Thread: Proving for mutally disjoint events A and B

1. Proving for mutally disjoint events A and B

I dont really know how to do this question..mainly were to start.
Here it is exactly..

Just as the difference rule gives rise to a formula for the probability of the complement of an event, so the addition and inclusion/exclusion rules give rise to formulas for the probability of the union of mutually disjoint events and for a general union of (not necessarily mutually exclusive) events.

a. Prove that for mutually disjoint events A and B.

P(A U B) = P(A) + P(B)

b. Prove that for any events A and B

P(A U B) = P(A) + P(B) - P(A ∩ B)

These are just practice questions outta my book but it doesnt provide solutions for them. Can someone help me out please?

Thanks.

• • • • • • •

*Set problem 1:*
In the entries, swap "one pin each" for "one pin per item" in the part that opens with the line containing "[locate] the white road" and closes with the end of the entries, changing nothing else. Return only that part, leaving out the pictures.

Dataset excerpts on object pointing

• • • • • • •

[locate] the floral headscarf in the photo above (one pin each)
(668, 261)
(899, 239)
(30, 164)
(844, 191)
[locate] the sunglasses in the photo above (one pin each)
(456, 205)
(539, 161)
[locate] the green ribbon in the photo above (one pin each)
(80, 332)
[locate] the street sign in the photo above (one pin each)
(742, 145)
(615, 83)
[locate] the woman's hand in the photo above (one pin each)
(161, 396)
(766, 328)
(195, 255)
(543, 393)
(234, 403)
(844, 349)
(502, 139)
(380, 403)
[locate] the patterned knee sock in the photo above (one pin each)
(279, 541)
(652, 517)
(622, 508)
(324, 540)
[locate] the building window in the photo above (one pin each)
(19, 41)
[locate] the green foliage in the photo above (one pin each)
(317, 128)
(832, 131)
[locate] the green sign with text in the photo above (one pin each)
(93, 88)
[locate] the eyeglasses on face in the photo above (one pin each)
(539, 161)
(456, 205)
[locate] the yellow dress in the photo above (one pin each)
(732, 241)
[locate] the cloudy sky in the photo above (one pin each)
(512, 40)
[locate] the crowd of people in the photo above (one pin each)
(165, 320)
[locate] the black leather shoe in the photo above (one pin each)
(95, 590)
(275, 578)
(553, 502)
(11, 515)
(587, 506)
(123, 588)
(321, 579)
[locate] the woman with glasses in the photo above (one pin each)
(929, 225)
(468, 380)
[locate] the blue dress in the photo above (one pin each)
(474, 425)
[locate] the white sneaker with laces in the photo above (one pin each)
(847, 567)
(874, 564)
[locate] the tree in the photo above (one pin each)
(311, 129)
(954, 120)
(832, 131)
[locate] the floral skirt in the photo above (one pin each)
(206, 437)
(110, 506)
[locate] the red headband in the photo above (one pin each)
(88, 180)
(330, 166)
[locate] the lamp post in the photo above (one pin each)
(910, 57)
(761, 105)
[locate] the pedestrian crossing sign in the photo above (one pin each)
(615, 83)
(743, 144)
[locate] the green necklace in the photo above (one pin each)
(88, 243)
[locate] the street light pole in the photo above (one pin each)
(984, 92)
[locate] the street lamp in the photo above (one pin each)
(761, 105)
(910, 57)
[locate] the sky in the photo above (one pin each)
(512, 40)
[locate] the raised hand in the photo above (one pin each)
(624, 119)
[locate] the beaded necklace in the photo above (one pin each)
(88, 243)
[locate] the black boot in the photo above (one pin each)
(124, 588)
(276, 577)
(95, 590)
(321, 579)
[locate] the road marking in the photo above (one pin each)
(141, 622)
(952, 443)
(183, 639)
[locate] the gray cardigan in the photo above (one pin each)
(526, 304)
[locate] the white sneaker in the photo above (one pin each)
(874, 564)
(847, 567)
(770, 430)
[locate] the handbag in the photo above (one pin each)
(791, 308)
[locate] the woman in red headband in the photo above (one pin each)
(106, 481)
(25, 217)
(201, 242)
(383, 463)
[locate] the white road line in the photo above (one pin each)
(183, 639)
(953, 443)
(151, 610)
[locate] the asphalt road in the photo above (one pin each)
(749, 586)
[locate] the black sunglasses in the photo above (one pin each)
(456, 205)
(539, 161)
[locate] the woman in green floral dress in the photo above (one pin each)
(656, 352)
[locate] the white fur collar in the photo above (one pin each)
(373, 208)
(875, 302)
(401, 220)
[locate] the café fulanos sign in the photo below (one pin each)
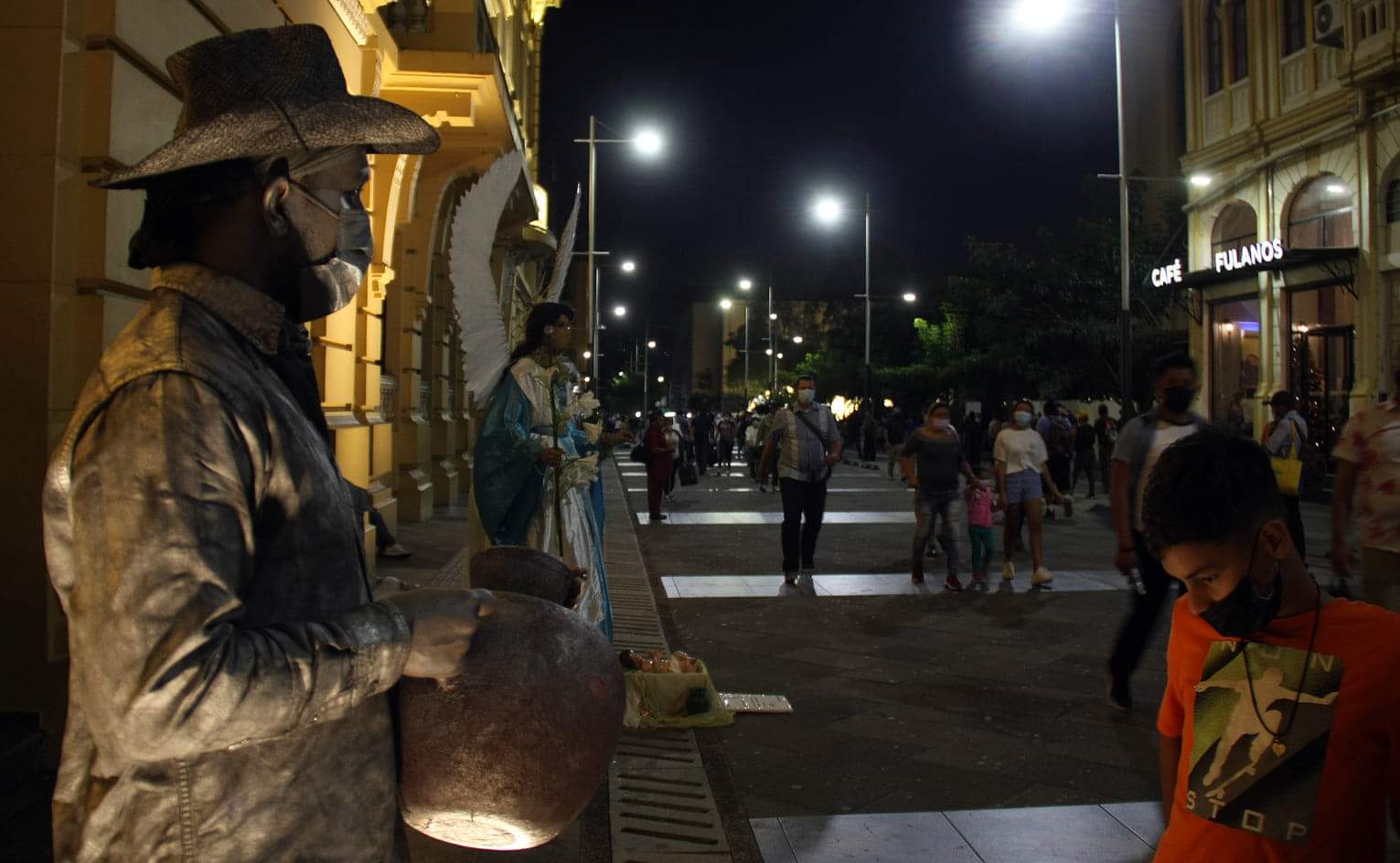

• • • • • • •

*Set problem 2:*
From the probability thread, copy word for word the part that opens with the words containing "I dont really" and closes with "mutually exclusive) events.".

*Exercise response 1:*
[locate] the white road line in the photo above (one pin per item)
(183, 639)
(953, 443)
(151, 610)
[locate] the asphalt road in the photo above (one pin per item)
(749, 586)
[locate] the black sunglasses in the photo above (one pin per item)
(456, 205)
(539, 161)
[locate] the woman in green floral dress in the photo above (one pin per item)
(656, 352)
[locate] the white fur collar in the photo above (one pin per item)
(373, 208)
(875, 302)
(401, 220)
[locate] the café fulanos sign in the photo below (one pin per item)

*Exercise response 2:*
I dont really know how to do this question..mainly were to start.
Here it is exactly..

Just as the difference rule gives rise to a formula for the probability of the complement of an event, so the addition and inclusion/exclusion rules give rise to formulas for the probability of the union of mutually disjoint events and for a general union of (not necessarily mutually exclusive) events.